STATED GOAL —
Can you repeat the material below with "pixel fields" switched to "pixel values" throughout and every other word left as it is? Leave the pictures out of your answer.

Saved data entries —
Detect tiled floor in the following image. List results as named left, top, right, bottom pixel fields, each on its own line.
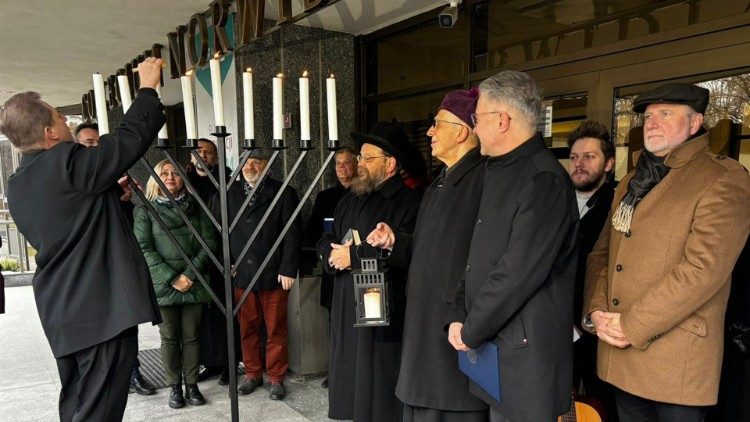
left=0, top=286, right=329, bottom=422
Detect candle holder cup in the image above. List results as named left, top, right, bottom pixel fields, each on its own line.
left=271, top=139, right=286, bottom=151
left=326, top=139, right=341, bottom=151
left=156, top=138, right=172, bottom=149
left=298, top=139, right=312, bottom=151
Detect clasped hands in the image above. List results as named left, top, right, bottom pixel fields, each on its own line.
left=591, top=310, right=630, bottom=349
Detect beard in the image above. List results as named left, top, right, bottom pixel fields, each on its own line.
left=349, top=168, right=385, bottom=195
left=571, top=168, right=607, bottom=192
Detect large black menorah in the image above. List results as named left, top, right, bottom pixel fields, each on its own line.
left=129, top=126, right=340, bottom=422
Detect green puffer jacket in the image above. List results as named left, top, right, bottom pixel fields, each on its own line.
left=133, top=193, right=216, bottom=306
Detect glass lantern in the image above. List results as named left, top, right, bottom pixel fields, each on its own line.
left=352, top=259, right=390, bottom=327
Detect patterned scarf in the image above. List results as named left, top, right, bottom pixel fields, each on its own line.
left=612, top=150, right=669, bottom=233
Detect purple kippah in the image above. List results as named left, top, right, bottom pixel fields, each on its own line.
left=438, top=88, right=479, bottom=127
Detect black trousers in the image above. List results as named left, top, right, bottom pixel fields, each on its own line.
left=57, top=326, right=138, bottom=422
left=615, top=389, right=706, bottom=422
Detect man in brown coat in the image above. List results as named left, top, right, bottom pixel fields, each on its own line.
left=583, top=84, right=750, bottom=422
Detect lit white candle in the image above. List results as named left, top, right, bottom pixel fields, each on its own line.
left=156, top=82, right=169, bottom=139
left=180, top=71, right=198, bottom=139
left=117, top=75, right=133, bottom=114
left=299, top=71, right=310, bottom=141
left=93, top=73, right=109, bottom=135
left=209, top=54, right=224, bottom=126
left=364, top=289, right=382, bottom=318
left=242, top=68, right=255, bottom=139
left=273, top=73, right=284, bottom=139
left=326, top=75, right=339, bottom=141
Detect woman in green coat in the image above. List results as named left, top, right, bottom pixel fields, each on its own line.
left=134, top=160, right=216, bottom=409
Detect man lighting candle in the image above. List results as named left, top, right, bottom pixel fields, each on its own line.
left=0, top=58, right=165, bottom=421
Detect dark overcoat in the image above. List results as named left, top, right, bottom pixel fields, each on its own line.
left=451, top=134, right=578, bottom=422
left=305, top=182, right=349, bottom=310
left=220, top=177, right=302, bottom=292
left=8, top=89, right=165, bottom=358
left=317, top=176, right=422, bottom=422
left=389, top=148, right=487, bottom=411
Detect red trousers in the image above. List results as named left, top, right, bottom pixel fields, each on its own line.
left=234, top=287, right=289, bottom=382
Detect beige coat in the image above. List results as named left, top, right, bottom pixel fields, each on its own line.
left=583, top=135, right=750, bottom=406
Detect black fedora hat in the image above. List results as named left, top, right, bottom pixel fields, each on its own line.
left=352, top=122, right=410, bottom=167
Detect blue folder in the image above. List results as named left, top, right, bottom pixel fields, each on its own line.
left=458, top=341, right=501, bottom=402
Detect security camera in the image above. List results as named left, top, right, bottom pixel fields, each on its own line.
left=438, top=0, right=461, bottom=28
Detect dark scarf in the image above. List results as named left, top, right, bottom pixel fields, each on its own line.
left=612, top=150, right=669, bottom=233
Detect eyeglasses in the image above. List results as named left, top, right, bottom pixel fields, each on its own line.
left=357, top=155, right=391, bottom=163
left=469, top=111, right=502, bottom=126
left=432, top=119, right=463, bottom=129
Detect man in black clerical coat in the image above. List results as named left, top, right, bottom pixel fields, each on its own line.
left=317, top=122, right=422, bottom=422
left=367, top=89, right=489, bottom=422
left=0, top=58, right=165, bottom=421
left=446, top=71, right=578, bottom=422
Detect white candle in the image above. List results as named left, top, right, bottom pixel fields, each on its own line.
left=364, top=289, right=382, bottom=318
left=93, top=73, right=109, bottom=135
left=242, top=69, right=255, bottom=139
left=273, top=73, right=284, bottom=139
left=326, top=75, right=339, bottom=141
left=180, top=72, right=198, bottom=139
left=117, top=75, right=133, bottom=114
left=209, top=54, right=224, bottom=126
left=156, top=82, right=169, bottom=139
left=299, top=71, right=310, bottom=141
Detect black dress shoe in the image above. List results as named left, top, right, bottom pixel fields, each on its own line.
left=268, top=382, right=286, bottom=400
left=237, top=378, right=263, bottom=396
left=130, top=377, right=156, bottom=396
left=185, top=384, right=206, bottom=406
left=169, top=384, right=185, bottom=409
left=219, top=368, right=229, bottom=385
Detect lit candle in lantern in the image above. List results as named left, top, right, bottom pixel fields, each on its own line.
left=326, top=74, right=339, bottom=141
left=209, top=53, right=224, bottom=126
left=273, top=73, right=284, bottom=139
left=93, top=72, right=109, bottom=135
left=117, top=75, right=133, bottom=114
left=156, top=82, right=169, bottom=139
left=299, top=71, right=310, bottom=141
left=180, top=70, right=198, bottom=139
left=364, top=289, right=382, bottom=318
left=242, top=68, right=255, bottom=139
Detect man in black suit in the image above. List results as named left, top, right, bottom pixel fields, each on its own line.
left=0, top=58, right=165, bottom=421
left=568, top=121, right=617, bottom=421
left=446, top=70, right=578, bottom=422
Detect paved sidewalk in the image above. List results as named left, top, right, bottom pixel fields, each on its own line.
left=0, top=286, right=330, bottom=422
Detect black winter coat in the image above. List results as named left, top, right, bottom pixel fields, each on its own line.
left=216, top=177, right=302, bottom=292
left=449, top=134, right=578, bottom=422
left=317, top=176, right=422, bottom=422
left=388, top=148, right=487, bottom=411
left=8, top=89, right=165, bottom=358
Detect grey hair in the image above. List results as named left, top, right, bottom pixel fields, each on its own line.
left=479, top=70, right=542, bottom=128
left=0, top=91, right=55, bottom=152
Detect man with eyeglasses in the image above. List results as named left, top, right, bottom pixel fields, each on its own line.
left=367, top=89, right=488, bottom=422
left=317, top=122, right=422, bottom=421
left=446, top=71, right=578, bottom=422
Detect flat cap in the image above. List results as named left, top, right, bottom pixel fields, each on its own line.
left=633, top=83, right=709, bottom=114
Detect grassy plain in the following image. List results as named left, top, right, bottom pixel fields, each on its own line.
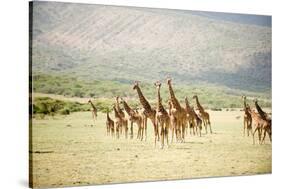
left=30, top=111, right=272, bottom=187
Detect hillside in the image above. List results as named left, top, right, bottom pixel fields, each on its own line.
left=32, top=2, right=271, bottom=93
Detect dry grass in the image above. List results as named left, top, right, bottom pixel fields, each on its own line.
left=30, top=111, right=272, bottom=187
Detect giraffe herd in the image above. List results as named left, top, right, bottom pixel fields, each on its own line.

THE RESPONSE —
Detect tiled floor in the following image. List results as named left, top, right, bottom pixel values, each on its own line.
left=0, top=286, right=329, bottom=422
Detect candle holder cup in the image above. List results as named left, top, right, bottom pixel values, each on its own line.
left=271, top=139, right=286, bottom=151
left=326, top=139, right=341, bottom=151
left=156, top=138, right=172, bottom=149
left=298, top=139, right=312, bottom=151
Detect clasped hands in the image above. List results as named left, top, right, bottom pixel values, each on its own line.
left=591, top=310, right=630, bottom=349
Detect beard in the image above. List results as named left, top, right, bottom pixel values, each on its own line.
left=349, top=168, right=385, bottom=195
left=571, top=168, right=607, bottom=192
Detect large black menorah in the image above. List results as named left, top, right, bottom pixel values, each on its own line.
left=129, top=126, right=340, bottom=422
Detect green puffer jacket in the image above. List results as named left, top, right, bottom pixel values, each on its own line.
left=133, top=193, right=216, bottom=306
Detect glass lantern in the image above. List results as named left, top, right, bottom pixel values, each on its own line.
left=352, top=259, right=390, bottom=327
Detect patterned scarf in the image above. List results as named left, top, right, bottom pixel values, each on its own line.
left=612, top=150, right=669, bottom=233
Detect purple kippah in the image above. List results as named left, top, right, bottom pixel values, each on its own line.
left=438, top=88, right=479, bottom=127
Detect black trousers in the image above. List results as named left, top, right, bottom pixel values, each on its own line.
left=57, top=326, right=138, bottom=422
left=615, top=389, right=706, bottom=422
Detect man in brown coat in the image above. List results as named left, top, right, bottom pixel values, each on its own line.
left=583, top=84, right=750, bottom=422
Detect lit white candle in the image above. List results as named left, top, right, bottom pixel values, each on its own line.
left=156, top=82, right=169, bottom=139
left=180, top=71, right=198, bottom=139
left=117, top=75, right=133, bottom=114
left=299, top=71, right=310, bottom=141
left=93, top=73, right=109, bottom=135
left=209, top=54, right=224, bottom=126
left=364, top=289, right=382, bottom=318
left=242, top=68, right=255, bottom=139
left=273, top=73, right=284, bottom=139
left=326, top=75, right=339, bottom=141
Detect woman in green coat in the image above. List results as named left, top, right, bottom pixel values, each on its own line.
left=134, top=160, right=216, bottom=409
Detect man lighting candle in the image above. List results as named left, top, right, bottom pixel values, each on its own line.
left=0, top=58, right=165, bottom=421
Detect dark overcoat in the image above. List results as named left, top, right, bottom pixel values, each on its own line.
left=451, top=134, right=578, bottom=422
left=305, top=182, right=349, bottom=310
left=220, top=177, right=302, bottom=292
left=8, top=89, right=165, bottom=358
left=317, top=176, right=422, bottom=422
left=389, top=148, right=487, bottom=411
Detect red trousers in the image above. List results as named left, top, right, bottom pixel values, each on its own line.
left=234, top=287, right=289, bottom=382
Detect beige coat in the image above. List results as named left, top, right, bottom pixel values, each on its own line.
left=583, top=135, right=750, bottom=406
Detect black fedora hat in the image above. List results as named left, top, right, bottom pixel values, each on its own line.
left=352, top=122, right=410, bottom=167
Detect blue folder in the image above. List results as named left, top, right, bottom pixel values, each on its own line.
left=458, top=341, right=501, bottom=402
Detect security camera in the image above. List results as named left, top, right, bottom pixel values, each on its own line.
left=438, top=0, right=461, bottom=28
Detect dark scarf in the image above. List results as named left, top, right, bottom pixel values, each on its own line.
left=612, top=150, right=669, bottom=233
Detect eyeglasses in the image above. List results as named left, top, right, bottom pixel values, each on its own line.
left=357, top=155, right=391, bottom=163
left=469, top=111, right=502, bottom=126
left=432, top=119, right=463, bottom=129
Detect man in black clerical coat in the image above. List results as named left, top, right, bottom pixel values, each on its own line.
left=317, top=122, right=422, bottom=422
left=367, top=89, right=489, bottom=422
left=0, top=58, right=165, bottom=421
left=446, top=71, right=578, bottom=422
Detect white candle in the image above. List results as named left, top, right, bottom pixel values, each on its own line.
left=364, top=289, right=382, bottom=318
left=93, top=73, right=109, bottom=135
left=242, top=69, right=255, bottom=139
left=273, top=73, right=284, bottom=139
left=326, top=75, right=339, bottom=141
left=180, top=72, right=198, bottom=139
left=117, top=75, right=133, bottom=114
left=209, top=54, right=224, bottom=126
left=156, top=82, right=169, bottom=139
left=299, top=71, right=310, bottom=141
Detect black dress shoe in the image above. List results as named left, top, right, bottom pixel values, each on its own line.
left=268, top=382, right=286, bottom=400
left=237, top=378, right=263, bottom=396
left=130, top=377, right=156, bottom=396
left=185, top=384, right=206, bottom=406
left=169, top=384, right=185, bottom=409
left=219, top=368, right=229, bottom=385
Detect lit candle in lantern in the image above. List results as named left, top, right, bottom pixel values, each on its own line.
left=326, top=74, right=339, bottom=141
left=209, top=53, right=224, bottom=126
left=273, top=73, right=284, bottom=139
left=93, top=72, right=109, bottom=135
left=117, top=75, right=133, bottom=114
left=156, top=82, right=169, bottom=139
left=299, top=71, right=310, bottom=141
left=180, top=70, right=198, bottom=139
left=364, top=289, right=382, bottom=318
left=242, top=68, right=255, bottom=139
Detect man in black suit in the image above. List results as named left, top, right, bottom pixel values, each on its own line.
left=0, top=58, right=165, bottom=421
left=568, top=121, right=617, bottom=421
left=446, top=70, right=578, bottom=422
Detect paved sidewalk in the image above. List results as named left, top, right, bottom pixel values, each on its own line.
left=0, top=286, right=330, bottom=422
Detect black winter coat in the image above. List results as named left, top, right, bottom pixel values, each on its own line.
left=216, top=177, right=302, bottom=292
left=449, top=134, right=578, bottom=422
left=317, top=176, right=422, bottom=422
left=388, top=148, right=487, bottom=411
left=8, top=89, right=165, bottom=358
Detect grey hair in the image above. List results as named left, top, right, bottom pixel values, each on its own line.
left=479, top=70, right=542, bottom=128
left=0, top=91, right=55, bottom=152
Detect man with eyeglasses in the image above. List results as named left, top, right, bottom pixel values, each on its own line.
left=367, top=89, right=488, bottom=422
left=317, top=122, right=422, bottom=421
left=446, top=71, right=578, bottom=422
Detect flat cap in the image above. List results as named left, top, right, bottom pixel values, each on its own line.
left=633, top=83, right=709, bottom=114
Detect grassy plain in the following image. List results as named left, top, right, bottom pixel values, each on its own line.
left=30, top=111, right=272, bottom=187
Detect hillside in the image above. List results as named left, top, right, bottom pixel values, each on its own line.
left=32, top=2, right=271, bottom=93
Detect dry grass in the image above. List results as named left, top, right, bottom pixel values, each on its own line.
left=30, top=111, right=272, bottom=187
Detect giraffe herd in the image above. List results as named left, top, right, bottom pixel values, each on its own line.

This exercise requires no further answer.